## PROBLEM TO WORK ON
Transcribe the whole listing below without changing a word, but leave out every image.

## DATA TO PROCESS
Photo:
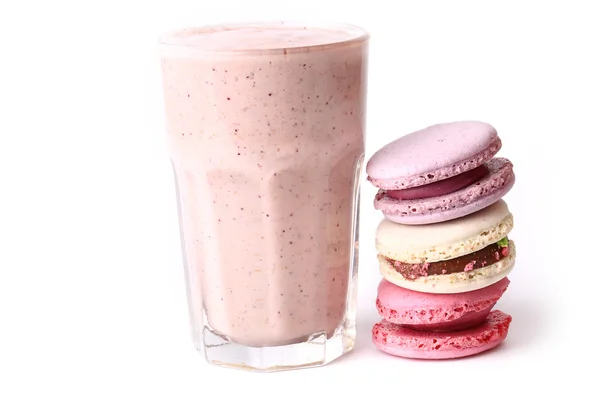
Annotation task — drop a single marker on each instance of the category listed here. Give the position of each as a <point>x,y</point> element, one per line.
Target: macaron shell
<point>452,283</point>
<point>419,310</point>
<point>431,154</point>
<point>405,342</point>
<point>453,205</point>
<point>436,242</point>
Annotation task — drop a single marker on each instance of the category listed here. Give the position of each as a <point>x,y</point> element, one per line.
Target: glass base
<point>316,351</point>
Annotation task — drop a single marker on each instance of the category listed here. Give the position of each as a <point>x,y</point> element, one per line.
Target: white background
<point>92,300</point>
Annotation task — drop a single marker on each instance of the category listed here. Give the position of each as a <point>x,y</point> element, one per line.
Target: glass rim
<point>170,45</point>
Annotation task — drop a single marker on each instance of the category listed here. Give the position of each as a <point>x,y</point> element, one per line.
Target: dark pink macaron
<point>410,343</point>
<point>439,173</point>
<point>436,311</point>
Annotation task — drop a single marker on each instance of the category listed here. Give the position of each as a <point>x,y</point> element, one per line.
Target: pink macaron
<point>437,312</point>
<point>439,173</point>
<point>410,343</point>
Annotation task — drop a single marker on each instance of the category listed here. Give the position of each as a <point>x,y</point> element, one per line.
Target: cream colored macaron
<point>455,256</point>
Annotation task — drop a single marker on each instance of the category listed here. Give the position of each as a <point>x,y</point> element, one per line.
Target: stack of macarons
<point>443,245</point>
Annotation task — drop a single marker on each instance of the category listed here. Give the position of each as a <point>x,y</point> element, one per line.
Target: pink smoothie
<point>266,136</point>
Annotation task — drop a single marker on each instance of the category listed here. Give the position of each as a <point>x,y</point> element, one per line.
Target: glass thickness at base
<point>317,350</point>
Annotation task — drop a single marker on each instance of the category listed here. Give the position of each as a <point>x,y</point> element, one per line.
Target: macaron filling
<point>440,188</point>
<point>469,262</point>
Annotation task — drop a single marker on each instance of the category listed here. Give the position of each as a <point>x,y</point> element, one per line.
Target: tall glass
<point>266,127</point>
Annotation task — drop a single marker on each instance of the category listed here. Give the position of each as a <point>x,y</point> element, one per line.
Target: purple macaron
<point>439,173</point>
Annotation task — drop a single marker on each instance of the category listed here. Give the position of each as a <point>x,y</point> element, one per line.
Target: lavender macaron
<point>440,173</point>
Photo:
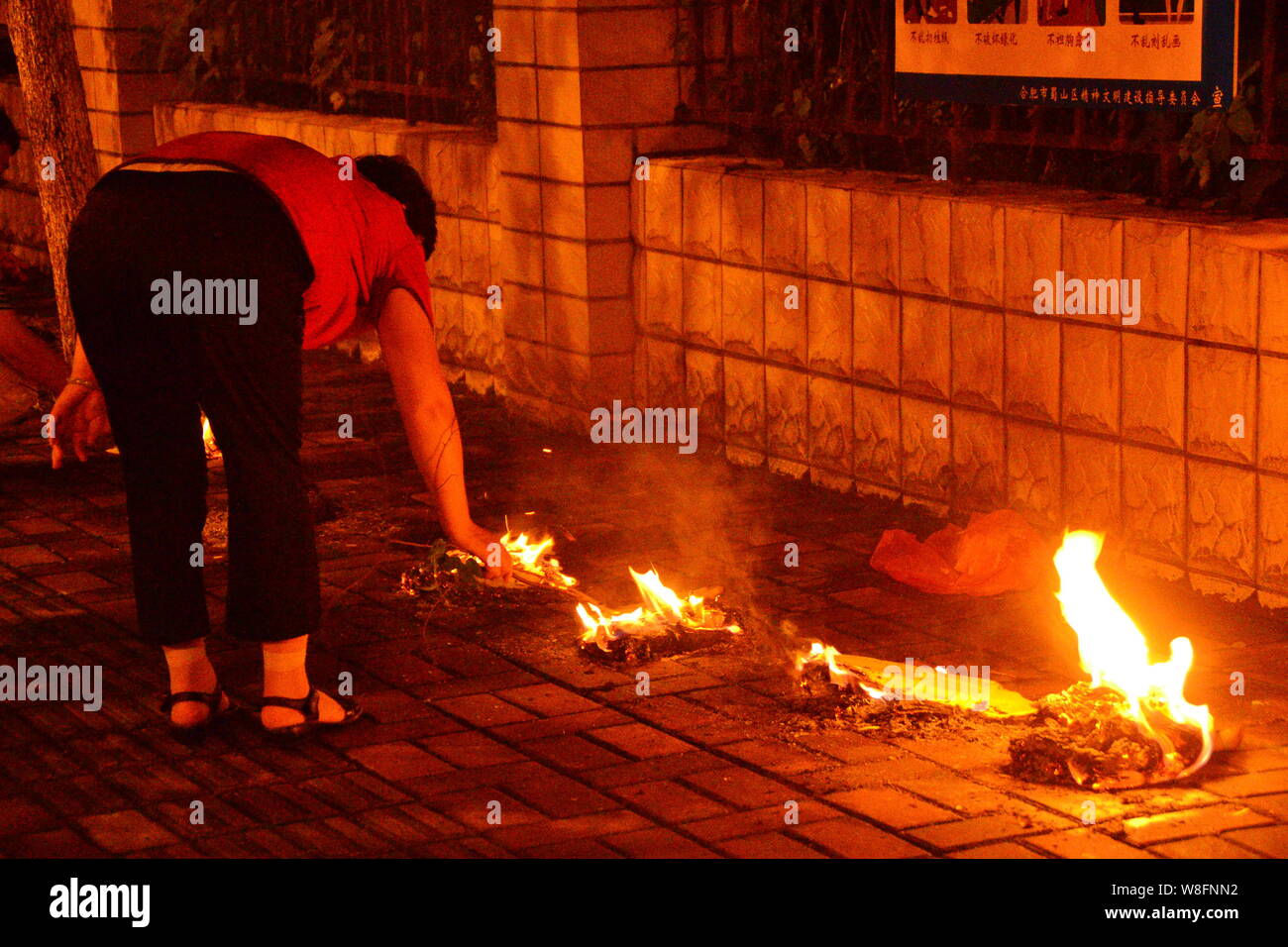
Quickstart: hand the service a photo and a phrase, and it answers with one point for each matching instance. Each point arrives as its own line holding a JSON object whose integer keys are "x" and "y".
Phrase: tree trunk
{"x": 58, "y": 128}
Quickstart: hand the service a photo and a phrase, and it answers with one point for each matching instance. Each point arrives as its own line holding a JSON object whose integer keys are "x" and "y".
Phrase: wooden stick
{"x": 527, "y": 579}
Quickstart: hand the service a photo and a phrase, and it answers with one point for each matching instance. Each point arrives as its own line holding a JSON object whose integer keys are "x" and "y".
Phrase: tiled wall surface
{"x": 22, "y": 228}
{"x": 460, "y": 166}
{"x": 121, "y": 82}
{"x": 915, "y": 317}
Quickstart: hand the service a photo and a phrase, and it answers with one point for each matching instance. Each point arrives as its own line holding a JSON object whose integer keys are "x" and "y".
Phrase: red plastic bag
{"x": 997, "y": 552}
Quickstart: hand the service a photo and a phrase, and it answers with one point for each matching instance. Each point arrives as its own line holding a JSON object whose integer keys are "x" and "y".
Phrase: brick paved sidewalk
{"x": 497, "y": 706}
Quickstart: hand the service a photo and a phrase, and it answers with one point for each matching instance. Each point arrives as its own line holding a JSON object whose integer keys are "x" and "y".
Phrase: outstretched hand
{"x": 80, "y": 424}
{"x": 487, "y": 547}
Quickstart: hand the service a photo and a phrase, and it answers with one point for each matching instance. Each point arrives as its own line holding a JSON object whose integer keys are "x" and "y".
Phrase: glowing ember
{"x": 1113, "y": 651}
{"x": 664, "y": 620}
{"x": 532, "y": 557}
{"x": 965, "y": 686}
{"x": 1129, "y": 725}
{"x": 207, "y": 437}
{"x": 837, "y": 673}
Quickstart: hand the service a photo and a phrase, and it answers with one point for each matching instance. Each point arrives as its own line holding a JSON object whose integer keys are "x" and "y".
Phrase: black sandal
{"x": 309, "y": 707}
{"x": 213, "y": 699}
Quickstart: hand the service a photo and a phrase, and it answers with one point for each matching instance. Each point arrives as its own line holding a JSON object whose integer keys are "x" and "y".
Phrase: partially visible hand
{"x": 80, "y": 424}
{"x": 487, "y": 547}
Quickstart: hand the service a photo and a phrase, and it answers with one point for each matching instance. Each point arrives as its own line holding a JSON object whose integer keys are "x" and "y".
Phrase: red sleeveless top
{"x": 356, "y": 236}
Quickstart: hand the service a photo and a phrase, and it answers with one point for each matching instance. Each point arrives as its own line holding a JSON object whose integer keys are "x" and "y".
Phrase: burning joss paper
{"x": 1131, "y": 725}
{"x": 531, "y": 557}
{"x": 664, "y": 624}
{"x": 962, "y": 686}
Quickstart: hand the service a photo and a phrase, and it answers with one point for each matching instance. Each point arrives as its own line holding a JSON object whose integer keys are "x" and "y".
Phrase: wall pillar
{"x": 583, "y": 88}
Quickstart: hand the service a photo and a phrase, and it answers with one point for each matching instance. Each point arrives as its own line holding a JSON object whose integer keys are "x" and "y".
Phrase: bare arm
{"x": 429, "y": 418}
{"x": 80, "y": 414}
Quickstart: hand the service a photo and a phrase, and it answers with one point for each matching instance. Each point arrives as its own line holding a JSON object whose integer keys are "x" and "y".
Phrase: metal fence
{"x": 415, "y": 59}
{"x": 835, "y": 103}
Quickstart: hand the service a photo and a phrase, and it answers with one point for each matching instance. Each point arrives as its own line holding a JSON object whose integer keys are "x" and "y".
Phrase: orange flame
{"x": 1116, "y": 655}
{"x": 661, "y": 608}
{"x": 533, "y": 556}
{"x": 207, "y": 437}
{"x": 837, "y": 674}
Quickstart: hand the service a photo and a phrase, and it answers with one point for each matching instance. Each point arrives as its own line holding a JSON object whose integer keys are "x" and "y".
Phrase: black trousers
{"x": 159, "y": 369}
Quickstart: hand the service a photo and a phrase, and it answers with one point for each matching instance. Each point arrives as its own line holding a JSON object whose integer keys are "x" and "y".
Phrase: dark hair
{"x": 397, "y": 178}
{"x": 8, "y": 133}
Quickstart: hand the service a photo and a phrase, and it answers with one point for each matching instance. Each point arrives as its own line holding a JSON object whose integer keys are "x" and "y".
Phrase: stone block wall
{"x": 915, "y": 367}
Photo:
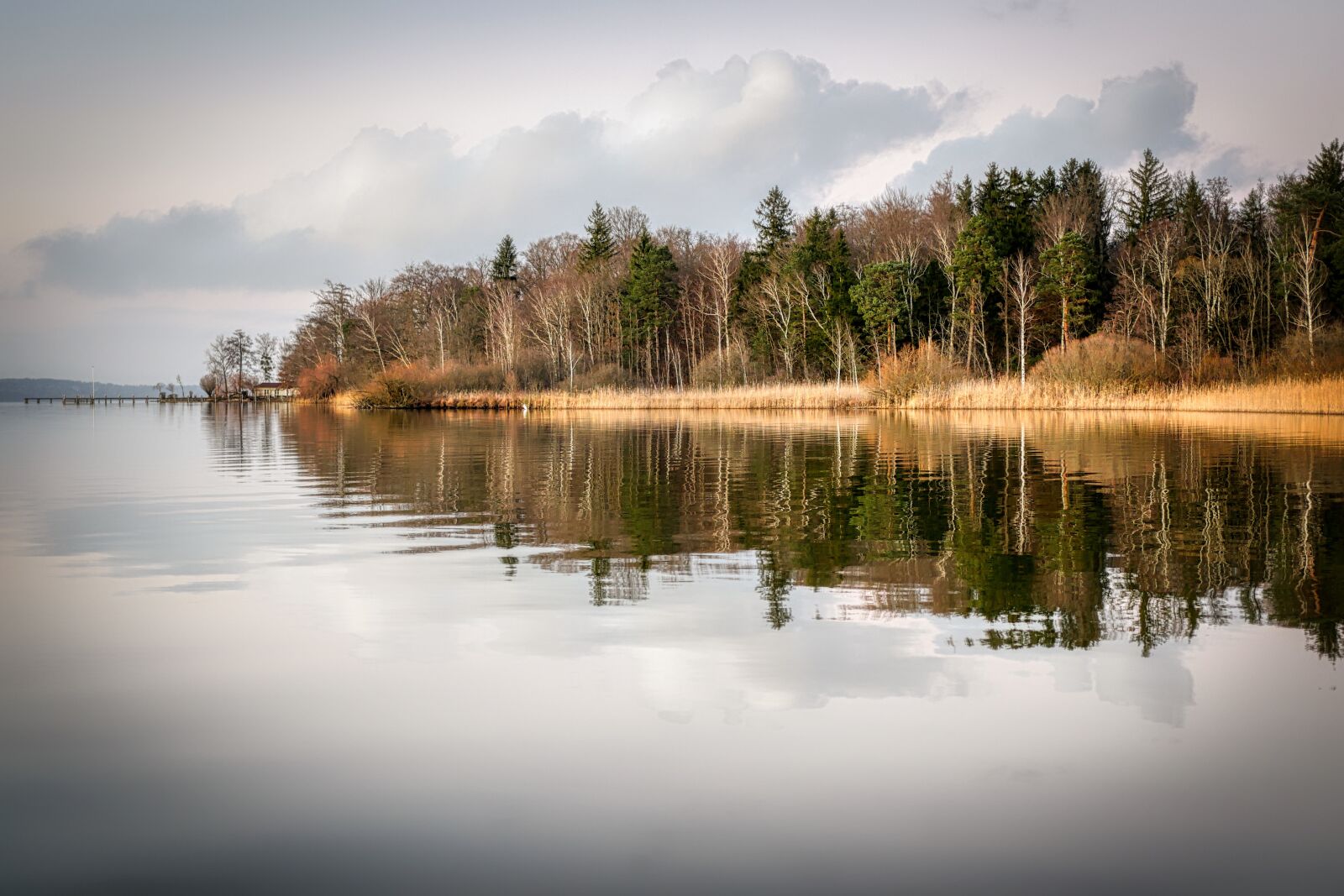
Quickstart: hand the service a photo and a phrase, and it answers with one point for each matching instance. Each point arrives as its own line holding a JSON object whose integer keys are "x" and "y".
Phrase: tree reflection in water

## ANSWER TO THIS TASK
Photo:
Annotation task — drop a single marker on each instance of the category listed here. Give the position of each as a <point>x,y</point> element, one per line.
Target: macaron shell
<point>452,283</point>
<point>419,310</point>
<point>431,154</point>
<point>405,342</point>
<point>453,205</point>
<point>436,242</point>
Annotation task — drop a single marker on each instance of the category listed here. Give the position of each as a <point>x,y</point> element, one per line.
Target: glass base
<point>316,351</point>
Annotation task — drop a single marker on each instance of the category listed here. Give the position of each as a <point>x,y</point> element, one per line.
Target: white background
<point>92,300</point>
Annotation task — drop a single marker on each instance of the category listed here. Give the position of each as a <point>x,y</point> element, one per line.
Target: glass rim
<point>170,45</point>
Annotation task — drop a single marker on each instance of the category listed here. Give the position of each as a <point>x,y</point> element, one per line.
Target: dark pink macaron
<point>410,343</point>
<point>439,173</point>
<point>436,311</point>
Annotation task — drop a single marker on each instance of the category listed here. Give the position of each as a <point>x,y</point> element, one per line.
Target: pink macaron
<point>437,312</point>
<point>439,173</point>
<point>410,343</point>
Annotation task — drop a single marker on each instance of the category listed here. Give the position of each as a <point>x,y</point> element, one per line.
Target: cream colored macaron
<point>455,256</point>
Annotation task — drop a single marker on each instance of the category listed here. Give the position of each as a <point>x,y</point> element, one per line.
Target: stack of macarons
<point>443,245</point>
Annotation task — drop a single marker on each instance of the category listed here. Give the position of each as a <point>x,y</point> element, one per line.
Target: pink smoothie
<point>266,136</point>
Annotation task — drop a single marker on each instance of the category listed here. Give the position of each as a <point>x,y</point> element, one per line.
Target: glass thickness at base
<point>317,350</point>
Annotation task — drop a single marker on each instance of the category listed here. Give the position of each as a <point>x,y</point> element, one per line.
Target: macaron filling
<point>440,188</point>
<point>469,262</point>
Annotation task — drop a single marker on each instance of the category listed here. Give the position of each as a <point>x,y</point> element, one per line.
Target: tall glass
<point>266,127</point>
Annotation task — drop a single marker on each instance of the category listed here. Give the position of each as a <point>x,y</point> element, one per line.
Target: purple macaron
<point>439,173</point>
Annotation task — drop a single marker on each instance of the category listed here. Give the position of each as a <point>x,y</point> element, one per line.
Target: lavender macaron
<point>440,173</point>
Photo:
Quickstart: hand the service a photo and a phrase, and it answers with one point for each matching instance. Each point arrives as its own line holding a JSON object whose integer keys are "x" and "y".
Phrase: tree trunk
{"x": 58, "y": 128}
Quickstart: hand the service a photo and a phrase, and it answers with one point for each matching instance. Each point arrives as its own line holding a JSON object whose integer keys are "x" and "y".
Phrase: wooden stick
{"x": 527, "y": 579}
Quickstart: hand the service a photo and a phrase, and it answers with one point for each matching instance. Each point arrives as its own line holding a JSON object whose integer keys are "x" and "y".
Phrase: tiled wall surface
{"x": 22, "y": 228}
{"x": 460, "y": 166}
{"x": 121, "y": 82}
{"x": 915, "y": 317}
Quickstart: hand the service a photo and a phrase, and it answers with one point for each matching instance. Each point arrives as its own line holding a JSON object whose integer keys are "x" and "y".
Phrase: red plastic bag
{"x": 997, "y": 552}
Quickstart: hand the service a photo and a phrase, and it answers with one point for each matching instance. Each point arrives as its own line holding a JSON object whose integer keys are "x" and "y".
Phrase: brick paved sidewalk
{"x": 497, "y": 706}
Quickstart: hand the service a photo and a phrase, and it answers with one point for each matching instance. Each point arrives as its own line holding a JSON object whose integer keys are "x" and "y".
Phrase: outstretched hand
{"x": 80, "y": 424}
{"x": 487, "y": 547}
Quickstart: hand the service a photo and a phrase, and it answers with one point for each matching instance. Each point arrives as its own line holding a JSON object whose integer keys are "x" and "y".
Phrase: glowing ember
{"x": 1113, "y": 651}
{"x": 664, "y": 620}
{"x": 532, "y": 557}
{"x": 965, "y": 686}
{"x": 1129, "y": 725}
{"x": 207, "y": 437}
{"x": 837, "y": 673}
Quickstart: hand the service a photo and a phrase, and it answers with one point for each matching instance. Each point arrives as its own line holding a JSON object whose integer keys are "x" and "y".
Phrase: black sandal
{"x": 309, "y": 707}
{"x": 213, "y": 699}
Quickstart: hand the service a photo and a phrase, and it answers with one point for each matching instance. Each point arrives as its own line holding a JSON object whose integer keys are "x" and "y".
Phrase: partially visible hand
{"x": 80, "y": 424}
{"x": 487, "y": 547}
Quickstart: hand the service a photo and a phrase, and it answers with one point for each matching instance. Each point arrives as its own line holding a JSON object whose integer keys are "x" and "y".
Phrase: red sleeveless top
{"x": 356, "y": 236}
Quickstart: hand the service a photo and a phrase, and it answers with one point for each matching instance. Each point arrives as its own line holding a JSON object whose integer keys are "x" and "y".
Phrase: burning joss paper
{"x": 1131, "y": 725}
{"x": 531, "y": 557}
{"x": 664, "y": 624}
{"x": 962, "y": 686}
Quickstart: hand the service a photo and a phrase, and it answers with one point for each matching instance. Each point arrives as its own line holding a JSON object whose integer keys are "x" and "y".
Phrase: wall pillar
{"x": 583, "y": 88}
Quickstart: hand the service a photo and a phrase, and it answers with one point for each matching instance. Each point arrives as its own line holding a JSON object whose integer keys are "x" and "y".
Phrase: bare arm
{"x": 429, "y": 418}
{"x": 80, "y": 414}
Quickstart: hand the service a photo and a phrase, and it answers with one point for each matching instance. Each point arrives as its own line holding a JSON object whose integer keys are "x" and "y".
Phrase: metal fence
{"x": 415, "y": 59}
{"x": 835, "y": 103}
Quickstart: hand the service a photo and a phrase, and it answers with one point for each matching instance. Each point arrives as its own line holding a JSON object whose integer keys are "x" and "y".
Phrase: orange flame
{"x": 1116, "y": 655}
{"x": 661, "y": 608}
{"x": 533, "y": 556}
{"x": 207, "y": 437}
{"x": 837, "y": 674}
Quickstart: hand the service a photo and a phrase, and it answers with one point for each matching instance. Each point arrives as its own line holding a JSON object whose integer keys are "x" and "y".
Phrase: black trousers
{"x": 159, "y": 369}
Quickstart: hand the service a photo and a phrase, and it answers with one point for each matching instance. Each point arrives as its own line holding a JSON object whose integer keys are "x" and "y".
Phrase: dark hair
{"x": 397, "y": 178}
{"x": 8, "y": 133}
Quickstart: hand the service a photo and a phrase, and it answers with one point for each matching instance. Each point arrives as its own line holding a JSON object whose integer keys are "x" and "y".
Phrase: stone block wall
{"x": 915, "y": 367}
Photo:
Quickstart: hand the service a photo and a phrase, and it answers with one point for each matching instance. Each point arrives as its own line holding a JSON object whose integer keys are "x" and "y".
Phrase: tree reflection in water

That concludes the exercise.